TASK: Please rewrite everything in the items below from the line containing "Where can the dry" down to the end of the items, replacing "coordinates" with "location" and leaving all else unchanged.

---------- ENTRIES PROVIDED

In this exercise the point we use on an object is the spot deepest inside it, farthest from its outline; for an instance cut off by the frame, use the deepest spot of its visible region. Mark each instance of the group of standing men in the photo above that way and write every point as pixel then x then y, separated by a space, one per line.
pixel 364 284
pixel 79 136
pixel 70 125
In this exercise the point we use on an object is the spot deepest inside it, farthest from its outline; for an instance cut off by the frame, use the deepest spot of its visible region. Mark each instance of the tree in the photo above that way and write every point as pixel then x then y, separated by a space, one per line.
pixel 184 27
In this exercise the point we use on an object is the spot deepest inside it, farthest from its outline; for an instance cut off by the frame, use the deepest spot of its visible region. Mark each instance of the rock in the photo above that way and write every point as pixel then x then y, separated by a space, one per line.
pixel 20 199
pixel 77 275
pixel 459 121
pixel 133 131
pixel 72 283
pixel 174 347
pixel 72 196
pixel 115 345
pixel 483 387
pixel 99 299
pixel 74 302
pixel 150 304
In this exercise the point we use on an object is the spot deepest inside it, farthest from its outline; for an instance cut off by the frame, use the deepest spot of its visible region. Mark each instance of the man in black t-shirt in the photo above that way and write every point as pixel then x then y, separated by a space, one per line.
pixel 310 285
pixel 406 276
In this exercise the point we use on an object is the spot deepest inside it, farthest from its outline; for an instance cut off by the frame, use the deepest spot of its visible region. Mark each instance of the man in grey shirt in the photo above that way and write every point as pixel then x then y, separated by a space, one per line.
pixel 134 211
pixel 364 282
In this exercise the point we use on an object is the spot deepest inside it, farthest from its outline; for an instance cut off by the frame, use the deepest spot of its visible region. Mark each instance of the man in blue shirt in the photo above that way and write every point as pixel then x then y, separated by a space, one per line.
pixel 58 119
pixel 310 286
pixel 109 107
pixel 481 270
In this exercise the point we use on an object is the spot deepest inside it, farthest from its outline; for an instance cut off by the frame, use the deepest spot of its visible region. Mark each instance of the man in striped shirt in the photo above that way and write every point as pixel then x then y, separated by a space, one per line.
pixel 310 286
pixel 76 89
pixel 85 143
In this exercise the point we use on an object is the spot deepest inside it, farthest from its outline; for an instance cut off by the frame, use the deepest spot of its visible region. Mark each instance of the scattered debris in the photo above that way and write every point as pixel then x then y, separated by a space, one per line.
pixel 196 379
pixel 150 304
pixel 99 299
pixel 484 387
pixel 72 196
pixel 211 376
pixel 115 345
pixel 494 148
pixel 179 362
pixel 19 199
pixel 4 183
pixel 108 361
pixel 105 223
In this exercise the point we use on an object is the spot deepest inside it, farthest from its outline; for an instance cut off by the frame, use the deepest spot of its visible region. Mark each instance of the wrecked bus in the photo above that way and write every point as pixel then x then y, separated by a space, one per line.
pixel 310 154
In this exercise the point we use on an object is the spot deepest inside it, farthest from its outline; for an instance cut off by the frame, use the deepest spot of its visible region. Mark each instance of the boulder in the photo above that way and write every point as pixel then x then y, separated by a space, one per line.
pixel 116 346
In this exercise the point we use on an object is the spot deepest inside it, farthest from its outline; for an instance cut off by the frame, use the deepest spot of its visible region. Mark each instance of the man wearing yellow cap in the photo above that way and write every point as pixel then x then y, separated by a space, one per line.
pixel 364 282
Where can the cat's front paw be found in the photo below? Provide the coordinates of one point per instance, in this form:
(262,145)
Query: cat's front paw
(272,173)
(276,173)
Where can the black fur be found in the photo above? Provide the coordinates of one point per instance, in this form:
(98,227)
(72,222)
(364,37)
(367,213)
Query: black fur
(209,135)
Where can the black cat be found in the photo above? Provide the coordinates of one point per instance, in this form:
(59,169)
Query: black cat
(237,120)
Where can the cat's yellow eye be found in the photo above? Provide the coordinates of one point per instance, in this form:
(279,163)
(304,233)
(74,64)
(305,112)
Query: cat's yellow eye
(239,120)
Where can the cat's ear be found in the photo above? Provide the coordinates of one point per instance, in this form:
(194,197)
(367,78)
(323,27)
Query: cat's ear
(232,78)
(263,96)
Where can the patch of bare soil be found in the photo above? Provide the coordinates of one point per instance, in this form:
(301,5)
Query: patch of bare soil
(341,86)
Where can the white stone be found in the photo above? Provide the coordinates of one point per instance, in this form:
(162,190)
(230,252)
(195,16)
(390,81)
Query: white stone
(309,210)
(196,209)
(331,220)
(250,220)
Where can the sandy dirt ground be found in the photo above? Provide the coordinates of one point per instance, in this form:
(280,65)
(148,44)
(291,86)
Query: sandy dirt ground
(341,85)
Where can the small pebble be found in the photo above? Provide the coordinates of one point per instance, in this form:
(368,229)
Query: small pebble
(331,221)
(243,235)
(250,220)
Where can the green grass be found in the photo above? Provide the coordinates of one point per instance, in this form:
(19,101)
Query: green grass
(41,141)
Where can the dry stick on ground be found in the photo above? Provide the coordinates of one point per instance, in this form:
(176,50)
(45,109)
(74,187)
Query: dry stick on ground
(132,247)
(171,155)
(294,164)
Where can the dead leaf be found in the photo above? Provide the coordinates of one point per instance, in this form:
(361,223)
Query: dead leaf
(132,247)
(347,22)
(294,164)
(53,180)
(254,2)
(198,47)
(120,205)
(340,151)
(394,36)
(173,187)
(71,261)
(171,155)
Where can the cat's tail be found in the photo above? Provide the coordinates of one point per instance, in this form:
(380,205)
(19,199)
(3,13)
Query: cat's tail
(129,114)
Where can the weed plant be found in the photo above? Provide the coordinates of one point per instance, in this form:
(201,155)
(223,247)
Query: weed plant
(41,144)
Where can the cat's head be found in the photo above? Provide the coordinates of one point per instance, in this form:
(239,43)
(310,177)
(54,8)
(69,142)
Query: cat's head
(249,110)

--------------------

ANSWER TO THIS TASK:
Where can the dry stick on ground be found in the photo above? Provide the location of one point per instance, in this form:
(176,50)
(45,109)
(74,187)
Query: dry stick on ground
(132,247)
(171,155)
(294,164)
Where can the dead leaf be found in the photo above? Provide the location of one point per instance, in this form:
(361,223)
Query: dead leaf
(132,247)
(347,22)
(294,164)
(53,180)
(254,2)
(198,47)
(120,205)
(340,151)
(394,36)
(173,187)
(71,261)
(171,155)
Where can the cat's tail be found in the photo above? Provide the location of one point per instance, in this form:
(380,205)
(19,199)
(3,13)
Query: cat's tail
(129,114)
Where can the weed plant be found in the photo above? Provide the location of one point per instance, in this form:
(201,155)
(223,247)
Query: weed plant
(41,144)
Where can the cat's head be found in the photo above? Provide the location of one point per instance, in this form:
(239,43)
(310,177)
(54,8)
(69,142)
Query: cat's head
(249,110)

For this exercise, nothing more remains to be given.